-- REQUEST --
Write out every line of the entries below again, including the lines that ask for points, and shift each coordinate in the answers by adding 65 to both of its numbers while leaving the numbers in the asking lines unchanged. Leave the pictures out.

>> Start INPUT DATA

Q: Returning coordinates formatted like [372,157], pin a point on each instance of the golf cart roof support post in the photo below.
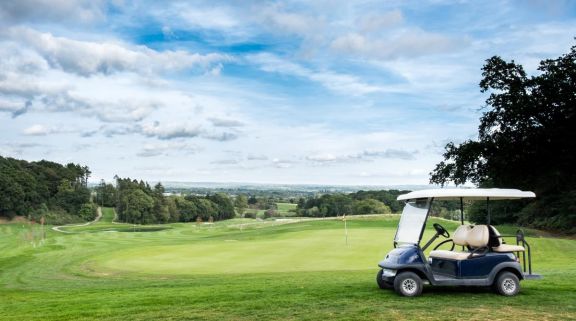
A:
[430,201]
[461,210]
[488,210]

>> End INPUT DATA

-- ANSWER BELOW --
Q: Returning coordinates formatted like [372,157], pin a point on each instance of the golf cart roof support post in the photo below.
A:
[495,266]
[526,275]
[553,275]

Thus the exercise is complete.